Excerpts of location labeling data:

start

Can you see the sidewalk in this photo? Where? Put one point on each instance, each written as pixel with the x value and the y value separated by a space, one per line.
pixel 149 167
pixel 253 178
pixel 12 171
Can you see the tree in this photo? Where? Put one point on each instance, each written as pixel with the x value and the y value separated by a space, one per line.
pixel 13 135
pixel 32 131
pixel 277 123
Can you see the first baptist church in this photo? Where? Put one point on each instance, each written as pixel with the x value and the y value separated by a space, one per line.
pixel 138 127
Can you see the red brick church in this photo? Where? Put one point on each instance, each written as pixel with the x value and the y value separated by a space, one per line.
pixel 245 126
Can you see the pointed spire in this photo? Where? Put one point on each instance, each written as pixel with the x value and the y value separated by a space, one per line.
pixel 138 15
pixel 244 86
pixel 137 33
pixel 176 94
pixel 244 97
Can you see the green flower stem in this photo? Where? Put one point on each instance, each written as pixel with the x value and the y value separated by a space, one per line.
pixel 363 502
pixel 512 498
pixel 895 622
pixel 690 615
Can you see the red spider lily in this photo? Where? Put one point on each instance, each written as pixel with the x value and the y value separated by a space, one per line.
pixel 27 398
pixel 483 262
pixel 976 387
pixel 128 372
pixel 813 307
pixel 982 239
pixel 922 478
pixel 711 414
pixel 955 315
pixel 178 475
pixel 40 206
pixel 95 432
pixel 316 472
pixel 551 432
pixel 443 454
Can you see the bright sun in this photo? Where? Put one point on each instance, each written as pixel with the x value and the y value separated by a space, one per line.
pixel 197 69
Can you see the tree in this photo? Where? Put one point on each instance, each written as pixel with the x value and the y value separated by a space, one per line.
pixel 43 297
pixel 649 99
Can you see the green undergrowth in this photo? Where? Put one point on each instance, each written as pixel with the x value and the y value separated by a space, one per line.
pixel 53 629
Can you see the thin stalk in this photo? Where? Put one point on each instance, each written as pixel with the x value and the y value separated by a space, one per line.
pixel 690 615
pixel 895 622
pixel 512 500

end

• _Direction_:
Restate all of the entries above precisely.

• _Answer to this problem_:
Can you see the sidewalk in this photo? Where? Put one point on each instance, each written as pixel with the x value and the y value separated by a space, one per line.
pixel 149 167
pixel 253 178
pixel 12 171
Can you see the tree in this photo? Where? Put one point on each instance, each written as pixel with the x value and the y value separated by a space, one per line.
pixel 13 135
pixel 32 131
pixel 277 123
Can you see the first baptist church in this photo? Where? Put one point on each instance, each written as pixel with the x value and the y value separated by a space, one per line.
pixel 138 127
Can you see the red brick church in this photo? Where? Put one point on each instance, each written as pixel with the x value and the y value separated by a space, one per line.
pixel 245 126
Can you see the pointed spire in this photo? Where? Put one point on each instance, each written as pixel with the x value and the y value separated by a space, one per line.
pixel 138 15
pixel 244 86
pixel 137 33
pixel 176 94
pixel 244 97
Can you see the green flower stem in this photo? Where? Put one point on each instance, each written as pixel with the x value and the y value separated by a space, one per line.
pixel 363 502
pixel 512 498
pixel 895 622
pixel 690 615
Can you see the red spider lily in this photo? Where? Put one point on each instance, each written as pixel with the x value and the y value separated by a space, one per line.
pixel 27 398
pixel 483 262
pixel 976 387
pixel 128 372
pixel 813 307
pixel 982 239
pixel 922 478
pixel 711 414
pixel 955 315
pixel 178 475
pixel 40 206
pixel 95 432
pixel 316 472
pixel 551 432
pixel 443 454
Can you see the bright sun in this photo? Where? Put one point on each instance, each written as pixel with the x value and the y value separated by a space, one per line.
pixel 197 69
Can you see the tree in this photo? Where? Put one point on each instance, each written as pixel with the x value and the y value separated by a space, one per line.
pixel 43 297
pixel 649 99
Can you see the green undergrowth in this photo? Where? Put one point on each instance, each written as pixel with the x value and the y value separated by a space, one per line.
pixel 53 629
Can you see the thin stalk in this photo? Where? Put one point on each instance, each written as pixel with the x value and the y value separated by a space, one per line.
pixel 690 615
pixel 895 622
pixel 512 500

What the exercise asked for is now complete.